#### Available data
□ □ □ □ □ □ □

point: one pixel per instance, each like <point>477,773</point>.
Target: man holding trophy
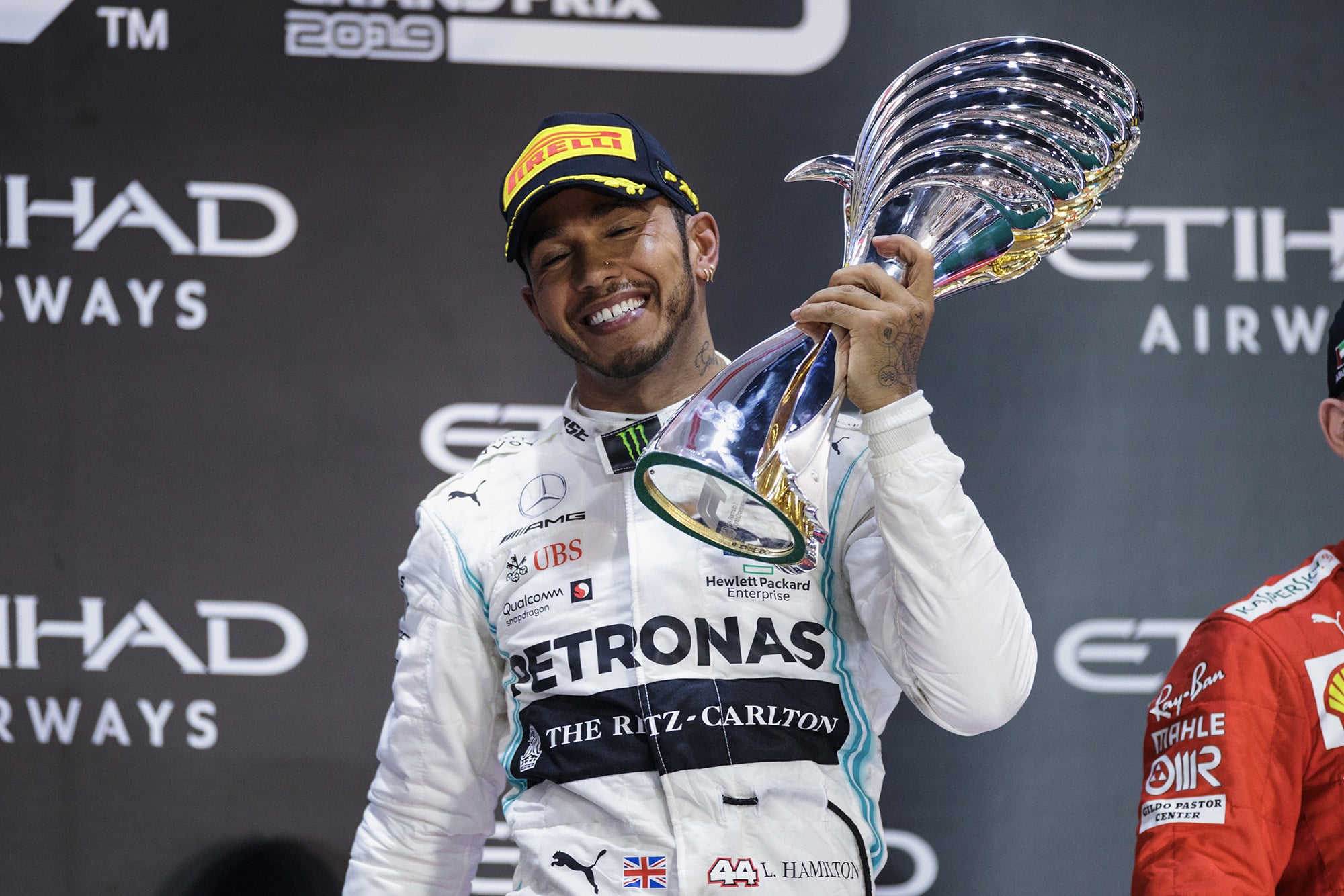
<point>701,709</point>
<point>689,707</point>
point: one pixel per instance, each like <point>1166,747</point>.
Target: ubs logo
<point>560,554</point>
<point>542,494</point>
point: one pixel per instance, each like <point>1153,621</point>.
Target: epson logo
<point>135,208</point>
<point>626,36</point>
<point>146,628</point>
<point>1118,643</point>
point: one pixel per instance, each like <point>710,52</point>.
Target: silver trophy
<point>989,154</point>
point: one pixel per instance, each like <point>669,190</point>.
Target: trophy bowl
<point>990,155</point>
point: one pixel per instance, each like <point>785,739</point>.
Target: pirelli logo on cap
<point>565,142</point>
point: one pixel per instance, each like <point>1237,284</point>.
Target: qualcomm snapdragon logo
<point>627,36</point>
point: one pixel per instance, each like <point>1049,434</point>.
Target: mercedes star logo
<point>541,495</point>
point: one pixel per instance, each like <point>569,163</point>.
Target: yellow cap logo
<point>565,142</point>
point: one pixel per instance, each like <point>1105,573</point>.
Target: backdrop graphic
<point>253,308</point>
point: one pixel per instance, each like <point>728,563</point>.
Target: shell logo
<point>1335,692</point>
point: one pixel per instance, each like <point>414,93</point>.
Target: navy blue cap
<point>599,151</point>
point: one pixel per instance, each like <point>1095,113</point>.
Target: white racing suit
<point>661,715</point>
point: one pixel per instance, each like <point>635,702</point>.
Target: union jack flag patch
<point>646,872</point>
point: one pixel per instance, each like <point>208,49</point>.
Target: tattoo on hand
<point>706,361</point>
<point>904,346</point>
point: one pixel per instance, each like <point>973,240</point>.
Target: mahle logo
<point>627,36</point>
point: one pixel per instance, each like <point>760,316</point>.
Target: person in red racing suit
<point>1244,757</point>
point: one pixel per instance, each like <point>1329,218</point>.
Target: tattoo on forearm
<point>706,361</point>
<point>904,346</point>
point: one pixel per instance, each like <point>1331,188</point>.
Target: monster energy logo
<point>626,445</point>
<point>635,440</point>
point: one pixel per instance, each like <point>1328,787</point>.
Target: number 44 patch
<point>734,872</point>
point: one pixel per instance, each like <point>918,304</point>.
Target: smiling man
<point>657,714</point>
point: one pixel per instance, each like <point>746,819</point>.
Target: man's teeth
<point>616,311</point>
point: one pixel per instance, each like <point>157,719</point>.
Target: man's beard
<point>640,359</point>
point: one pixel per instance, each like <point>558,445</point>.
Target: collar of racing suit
<point>589,431</point>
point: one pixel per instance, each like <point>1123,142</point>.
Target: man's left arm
<point>929,585</point>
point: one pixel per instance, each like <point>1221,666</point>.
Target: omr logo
<point>24,21</point>
<point>624,36</point>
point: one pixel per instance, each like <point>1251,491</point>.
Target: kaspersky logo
<point>627,36</point>
<point>24,21</point>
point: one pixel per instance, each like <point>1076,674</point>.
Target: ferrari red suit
<point>1244,758</point>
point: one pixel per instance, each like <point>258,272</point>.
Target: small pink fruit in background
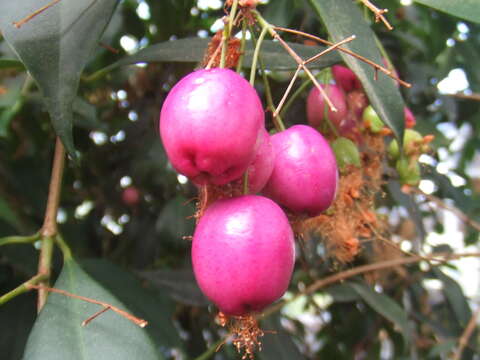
<point>346,78</point>
<point>316,105</point>
<point>243,253</point>
<point>261,168</point>
<point>305,175</point>
<point>209,125</point>
<point>357,101</point>
<point>410,121</point>
<point>131,196</point>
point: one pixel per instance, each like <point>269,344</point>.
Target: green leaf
<point>385,306</point>
<point>442,349</point>
<point>55,46</point>
<point>465,9</point>
<point>7,214</point>
<point>455,297</point>
<point>193,50</point>
<point>342,19</point>
<point>11,64</point>
<point>279,344</point>
<point>58,334</point>
<point>179,284</point>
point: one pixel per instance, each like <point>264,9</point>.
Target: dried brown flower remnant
<point>213,53</point>
<point>245,333</point>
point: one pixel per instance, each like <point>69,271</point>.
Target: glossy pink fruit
<point>316,105</point>
<point>209,125</point>
<point>346,78</point>
<point>131,196</point>
<point>357,101</point>
<point>243,253</point>
<point>304,178</point>
<point>261,168</point>
<point>410,121</point>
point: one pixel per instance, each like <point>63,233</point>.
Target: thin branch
<point>313,58</point>
<point>475,97</point>
<point>49,229</point>
<point>378,13</point>
<point>137,321</point>
<point>349,52</point>
<point>26,19</point>
<point>19,239</point>
<point>467,333</point>
<point>459,213</point>
<point>321,283</point>
<point>295,56</point>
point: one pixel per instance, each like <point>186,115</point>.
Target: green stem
<point>245,183</point>
<point>22,288</point>
<point>49,228</point>
<point>223,56</point>
<point>256,54</point>
<point>242,46</point>
<point>210,351</point>
<point>268,91</point>
<point>19,239</point>
<point>67,253</point>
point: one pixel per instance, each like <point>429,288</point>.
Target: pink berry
<point>346,78</point>
<point>316,105</point>
<point>243,253</point>
<point>410,121</point>
<point>357,101</point>
<point>261,168</point>
<point>131,196</point>
<point>209,125</point>
<point>305,176</point>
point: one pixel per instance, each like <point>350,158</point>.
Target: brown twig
<point>321,283</point>
<point>459,213</point>
<point>137,321</point>
<point>467,333</point>
<point>295,56</point>
<point>378,13</point>
<point>349,52</point>
<point>475,97</point>
<point>313,58</point>
<point>26,19</point>
<point>49,227</point>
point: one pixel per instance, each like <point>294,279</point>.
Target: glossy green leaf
<point>277,343</point>
<point>179,284</point>
<point>55,46</point>
<point>58,334</point>
<point>11,64</point>
<point>465,9</point>
<point>342,19</point>
<point>455,297</point>
<point>274,55</point>
<point>385,306</point>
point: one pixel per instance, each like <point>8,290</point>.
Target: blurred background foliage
<point>123,203</point>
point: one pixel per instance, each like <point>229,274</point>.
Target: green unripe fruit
<point>371,120</point>
<point>411,140</point>
<point>408,171</point>
<point>346,153</point>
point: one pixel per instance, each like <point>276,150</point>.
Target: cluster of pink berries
<point>354,112</point>
<point>355,115</point>
<point>213,129</point>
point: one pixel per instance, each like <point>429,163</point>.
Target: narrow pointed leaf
<point>385,306</point>
<point>58,334</point>
<point>193,50</point>
<point>342,19</point>
<point>465,9</point>
<point>55,46</point>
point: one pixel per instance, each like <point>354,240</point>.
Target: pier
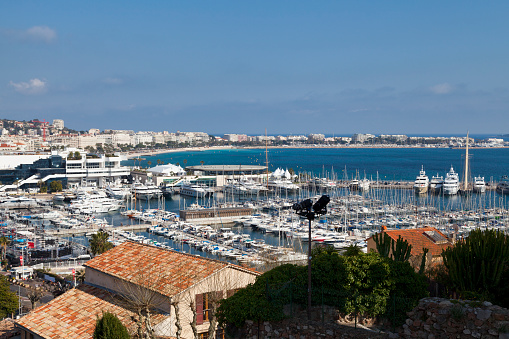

□ □ □ □ □ □ □

#### Short exercise
Turn every line of the data above into a Markdown table with two columns, Row and Text, numbering the rows in order. Skip blank lines and leave the pictures out.

#### Expected output
| Row | Text |
|---|---|
| 1 | point: one pixel per instance, each like <point>477,773</point>. |
| 2 | Target: man holding trophy |
| 3 | <point>701,709</point> |
| 4 | <point>689,707</point> |
| 5 | point: one pixel per instance, each like <point>1166,747</point>. |
| 6 | Target: ubs logo |
| 7 | <point>560,554</point> |
| 8 | <point>542,494</point> |
| 9 | point: one pixel per instance, each like <point>1153,621</point>. |
| 10 | Target: epson logo |
| 11 | <point>135,208</point> |
| 12 | <point>626,36</point> |
| 13 | <point>146,628</point> |
| 14 | <point>1118,643</point> |
| 15 | point: one pixel per instance, each like <point>710,52</point>. |
| 16 | Target: silver trophy |
| 17 | <point>989,154</point> |
| 18 | point: one pixel per instance, each like <point>669,190</point>. |
| 19 | Target: trophy bowl |
| 20 | <point>990,155</point> |
| 21 | point: one pixel per instance, each like <point>785,739</point>. |
| 22 | Target: pirelli logo on cap |
| 23 | <point>565,142</point> |
| 24 | point: one pixel per instance, each like <point>1237,284</point>. |
| 25 | Target: qualcomm snapdragon logo |
| 26 | <point>627,36</point> |
| 27 | point: one pixel per instance, each like <point>1049,434</point>. |
| 28 | Target: mercedes star logo |
| 29 | <point>541,495</point> |
| 30 | point: one pixel per instance, each like <point>569,163</point>. |
| 31 | Target: yellow cap logo |
| 32 | <point>565,142</point> |
| 33 | point: one pixel per instance, each like <point>1105,573</point>. |
| 34 | Target: backdrop graphic |
| 35 | <point>253,308</point> |
| 36 | point: one pixel per instance, each like <point>728,563</point>. |
| 37 | Target: shell logo |
| 38 | <point>1335,692</point> |
| 39 | point: one pixel per instance, each like <point>414,93</point>. |
| 40 | Target: navy blue cap |
| 41 | <point>599,151</point> |
| 42 | point: one pixel per instance, each like <point>1095,113</point>. |
| 43 | Target: white racing suit |
| 44 | <point>661,715</point> |
| 45 | point: one pixel per instance, each like <point>635,702</point>. |
| 46 | Target: union jack flag patch |
| 47 | <point>646,872</point> |
| 48 | point: one pixel per instance, each like <point>208,49</point>. |
| 49 | Target: tattoo on hand |
| 50 | <point>706,361</point> |
| 51 | <point>904,346</point> |
| 52 | point: one pixel per instance, each like <point>973,240</point>. |
| 53 | Target: mahle logo |
| 54 | <point>627,36</point> |
| 55 | point: one pixel per instance, each like <point>760,316</point>. |
| 56 | Target: person in red racing suit |
| 57 | <point>1244,757</point> |
| 58 | point: one pixel per instance, each like <point>1329,218</point>. |
| 59 | Target: tattoo on forearm |
| 60 | <point>706,361</point> |
| 61 | <point>904,346</point> |
| 62 | point: one pixel per instance, each like <point>1331,188</point>. |
| 63 | Target: monster energy logo |
| 64 | <point>626,445</point> |
| 65 | <point>635,440</point> |
| 66 | point: one pixel per instance, each like <point>1328,787</point>. |
| 67 | Target: number 44 patch |
| 68 | <point>734,872</point> |
| 69 | point: one pixel per instance, each like <point>918,304</point>. |
| 70 | Target: smiling man |
| 71 | <point>657,714</point> |
| 72 | point: one pixel per instance, each like <point>746,819</point>. |
| 73 | Target: man's teeth |
| 74 | <point>616,311</point> |
| 75 | point: one pixel per instance, each like <point>157,719</point>. |
| 76 | Target: man's beard |
| 77 | <point>640,359</point> |
| 78 | point: one pixel per instance, each like <point>558,445</point>. |
| 79 | Target: collar of racing suit |
| 80 | <point>589,431</point> |
| 81 | point: one pixel per instance, each like <point>1123,142</point>. |
| 82 | Target: man's left arm |
| 83 | <point>929,585</point> |
| 84 | point: one pixel per instance, each like <point>1221,666</point>. |
| 85 | Target: omr logo |
| 86 | <point>24,21</point> |
| 87 | <point>624,36</point> |
| 88 | point: one pixel per instance, each like <point>1251,491</point>. |
| 89 | Target: kaspersky logo |
| 90 | <point>627,36</point> |
| 91 | <point>24,21</point> |
| 92 | point: one pixel per instance, each like <point>1076,674</point>. |
| 93 | Target: ferrari red suit |
| 94 | <point>1244,758</point> |
| 95 | point: one pixel per instance, each like <point>258,272</point>. |
| 96 | Target: small pink fruit in background |
| 97 | <point>346,78</point> |
| 98 | <point>316,105</point> |
| 99 | <point>243,253</point> |
| 100 | <point>261,168</point> |
| 101 | <point>305,175</point> |
| 102 | <point>209,125</point> |
| 103 | <point>357,101</point> |
| 104 | <point>410,121</point> |
| 105 | <point>131,196</point> |
| 106 | point: one pixel per instance, each like <point>269,344</point>. |
| 107 | Target: green leaf |
| 108 | <point>385,306</point> |
| 109 | <point>442,349</point> |
| 110 | <point>55,46</point> |
| 111 | <point>465,9</point> |
| 112 | <point>7,214</point> |
| 113 | <point>455,297</point> |
| 114 | <point>193,50</point> |
| 115 | <point>342,19</point> |
| 116 | <point>11,64</point> |
| 117 | <point>279,344</point> |
| 118 | <point>58,334</point> |
| 119 | <point>179,284</point> |
| 120 | point: one pixel per instance, each like <point>264,9</point>. |
| 121 | Target: dried brown flower remnant |
| 122 | <point>213,53</point> |
| 123 | <point>245,333</point> |
| 124 | point: one pixel per instance, each like <point>69,271</point>. |
| 125 | Target: glossy pink fruit |
| 126 | <point>316,105</point> |
| 127 | <point>209,125</point> |
| 128 | <point>346,78</point> |
| 129 | <point>131,196</point> |
| 130 | <point>357,101</point> |
| 131 | <point>243,253</point> |
| 132 | <point>304,178</point> |
| 133 | <point>261,168</point> |
| 134 | <point>410,121</point> |
| 135 | point: one pixel per instance, each like <point>63,233</point>. |
| 136 | Target: thin branch |
| 137 | <point>313,58</point> |
| 138 | <point>475,97</point> |
| 139 | <point>49,229</point> |
| 140 | <point>378,13</point> |
| 141 | <point>137,321</point> |
| 142 | <point>349,52</point> |
| 143 | <point>26,19</point> |
| 144 | <point>19,239</point> |
| 145 | <point>467,333</point> |
| 146 | <point>459,213</point> |
| 147 | <point>321,283</point> |
| 148 | <point>295,56</point> |
| 149 | point: one pixel per instance, each like <point>186,115</point>. |
| 150 | Target: green stem |
| 151 | <point>245,183</point> |
| 152 | <point>22,288</point> |
| 153 | <point>49,228</point> |
| 154 | <point>223,56</point> |
| 155 | <point>256,54</point> |
| 156 | <point>242,46</point> |
| 157 | <point>210,351</point> |
| 158 | <point>268,91</point> |
| 159 | <point>19,239</point> |
| 160 | <point>67,253</point> |
| 161 | point: one pixel per instance, each like <point>429,288</point>. |
| 162 | Target: pink berry |
| 163 | <point>346,78</point> |
| 164 | <point>316,105</point> |
| 165 | <point>243,253</point> |
| 166 | <point>410,121</point> |
| 167 | <point>357,101</point> |
| 168 | <point>261,168</point> |
| 169 | <point>131,196</point> |
| 170 | <point>209,125</point> |
| 171 | <point>305,176</point> |
| 172 | point: one pixel per instance, each like <point>350,158</point>. |
| 173 | Target: brown twig |
| 174 | <point>321,283</point> |
| 175 | <point>459,213</point> |
| 176 | <point>137,321</point> |
| 177 | <point>467,333</point> |
| 178 | <point>295,56</point> |
| 179 | <point>378,13</point> |
| 180 | <point>349,52</point> |
| 181 | <point>475,97</point> |
| 182 | <point>313,58</point> |
| 183 | <point>26,19</point> |
| 184 | <point>49,227</point> |
| 185 | point: one pixel per instance, each like <point>294,279</point>. |
| 186 | Target: glossy green leaf |
| 187 | <point>277,343</point> |
| 188 | <point>179,284</point> |
| 189 | <point>55,46</point> |
| 190 | <point>58,334</point> |
| 191 | <point>11,64</point> |
| 192 | <point>465,9</point> |
| 193 | <point>342,19</point> |
| 194 | <point>455,297</point> |
| 195 | <point>274,55</point> |
| 196 | <point>385,306</point> |
| 197 | point: one pixel per instance, each like <point>8,290</point>. |
| 198 | Target: blurred background foliage |
| 199 | <point>123,203</point> |
| 200 | point: one pixel per instance, each like <point>229,274</point>. |
| 201 | Target: green unripe fruit |
| 202 | <point>371,120</point> |
| 203 | <point>411,140</point> |
| 204 | <point>408,171</point> |
| 205 | <point>346,153</point> |
| 206 | point: one pixel per instance, each like <point>276,150</point>. |
| 207 | Target: cluster of pink berries |
| 208 | <point>354,112</point> |
| 209 | <point>355,115</point> |
| 210 | <point>213,129</point> |
| 211 | point: one pixel per instance, each like <point>429,163</point>. |
| 212 | Target: narrow pointed leaf |
| 213 | <point>385,306</point> |
| 214 | <point>58,334</point> |
| 215 | <point>193,50</point> |
| 216 | <point>342,19</point> |
| 217 | <point>465,9</point> |
| 218 | <point>55,46</point> |
| 219 | point: one pixel per instance, each like <point>354,240</point>. |
| 220 | Target: pier |